- **Given records**
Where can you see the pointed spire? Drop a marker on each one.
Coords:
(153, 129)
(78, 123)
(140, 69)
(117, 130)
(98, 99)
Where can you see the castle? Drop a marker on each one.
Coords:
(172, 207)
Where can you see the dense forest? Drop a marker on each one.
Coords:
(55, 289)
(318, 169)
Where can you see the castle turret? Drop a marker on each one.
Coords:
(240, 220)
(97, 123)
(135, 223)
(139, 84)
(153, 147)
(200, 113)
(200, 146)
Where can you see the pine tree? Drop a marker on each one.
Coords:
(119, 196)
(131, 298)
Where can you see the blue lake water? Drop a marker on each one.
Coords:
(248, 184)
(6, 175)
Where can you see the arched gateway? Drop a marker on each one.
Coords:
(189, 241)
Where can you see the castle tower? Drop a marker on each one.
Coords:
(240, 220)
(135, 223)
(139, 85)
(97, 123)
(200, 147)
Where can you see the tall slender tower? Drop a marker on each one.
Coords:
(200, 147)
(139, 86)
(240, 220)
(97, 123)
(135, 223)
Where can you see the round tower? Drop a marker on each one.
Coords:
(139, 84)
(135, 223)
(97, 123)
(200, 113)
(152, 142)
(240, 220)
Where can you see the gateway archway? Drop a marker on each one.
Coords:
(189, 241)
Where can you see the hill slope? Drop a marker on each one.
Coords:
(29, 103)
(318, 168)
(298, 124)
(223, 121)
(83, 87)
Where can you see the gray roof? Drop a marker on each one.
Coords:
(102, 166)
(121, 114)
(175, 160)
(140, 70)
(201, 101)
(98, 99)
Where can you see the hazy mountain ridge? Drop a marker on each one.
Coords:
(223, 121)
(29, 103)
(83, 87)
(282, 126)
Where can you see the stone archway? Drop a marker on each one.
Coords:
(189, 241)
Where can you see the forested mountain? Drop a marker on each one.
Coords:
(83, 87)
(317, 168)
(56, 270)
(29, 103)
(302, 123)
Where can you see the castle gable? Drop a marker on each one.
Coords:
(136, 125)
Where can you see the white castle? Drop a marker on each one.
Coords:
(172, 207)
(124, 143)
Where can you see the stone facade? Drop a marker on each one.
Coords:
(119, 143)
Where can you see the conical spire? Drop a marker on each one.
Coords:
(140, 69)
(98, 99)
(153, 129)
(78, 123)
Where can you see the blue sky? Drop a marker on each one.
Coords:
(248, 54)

- **What to do**
The material shown above must be written out again in full, exactly as it reads.

- **Problem solution**
Where can you see the pointed spire? Drop a marker on each one.
Coords:
(153, 129)
(78, 123)
(140, 69)
(117, 130)
(98, 99)
Where can you see the castle? Drop a marker on each one.
Coords:
(172, 207)
Where can you see the dense forest? Drop a marker on each one.
Coords:
(55, 289)
(318, 169)
Where can you see the castle turret? Drop a marker on each one.
Coords:
(240, 220)
(97, 123)
(135, 223)
(139, 84)
(153, 147)
(200, 113)
(200, 146)
Where can you see the pine tree? Drop a marker on each one.
Coords:
(119, 196)
(131, 298)
Where can you see the blue lake water? Drop a marker on each one.
Coords:
(248, 184)
(6, 175)
Where can you see the arched gateway? Drop a marker on each one.
Coords:
(189, 241)
Where can you see the castle tower? Drop a marker on each one.
Coords:
(240, 220)
(135, 223)
(139, 85)
(97, 123)
(200, 147)
Where can you see the tall slender tower? Drop a marker on each one.
Coords:
(200, 147)
(139, 86)
(240, 220)
(97, 123)
(135, 223)
Where can you see the round tower? Drop a marker on each one.
Coords:
(139, 84)
(135, 223)
(97, 123)
(200, 113)
(152, 142)
(240, 220)
Where can you see the gateway archway? Drop a marker on each one.
Coords:
(189, 241)
Where can you see the hill slope? Drop a marker on each one.
Coords:
(29, 103)
(318, 168)
(298, 124)
(223, 121)
(83, 87)
Where can you see the gray roof? Drop a marker on each one.
Coords:
(102, 166)
(121, 114)
(175, 160)
(140, 70)
(201, 101)
(98, 99)
Where can you see the hazy mountain ridge? Drop a marker on each one.
Coords:
(223, 121)
(29, 103)
(83, 87)
(282, 126)
Where can you see the stone archway? Drop a marker on each one.
Coords:
(189, 241)
Where can you see the forested mountain? Drop a marker on each one.
Coords:
(83, 87)
(317, 168)
(56, 270)
(29, 103)
(302, 123)
Where can you see the castle gable? Drop a marker on each one.
Coords:
(136, 125)
Where can you see the white castle? Drop a marker on each one.
Coords:
(172, 207)
(124, 143)
Where can you see the stone facade? Drop a marker on each one.
Coords:
(119, 143)
Where can you see the conical spire? Drop a marker on each one.
Coords:
(140, 69)
(98, 99)
(153, 129)
(78, 123)
Where can you see the blue sky? Drop a marker on each one.
Coords:
(248, 54)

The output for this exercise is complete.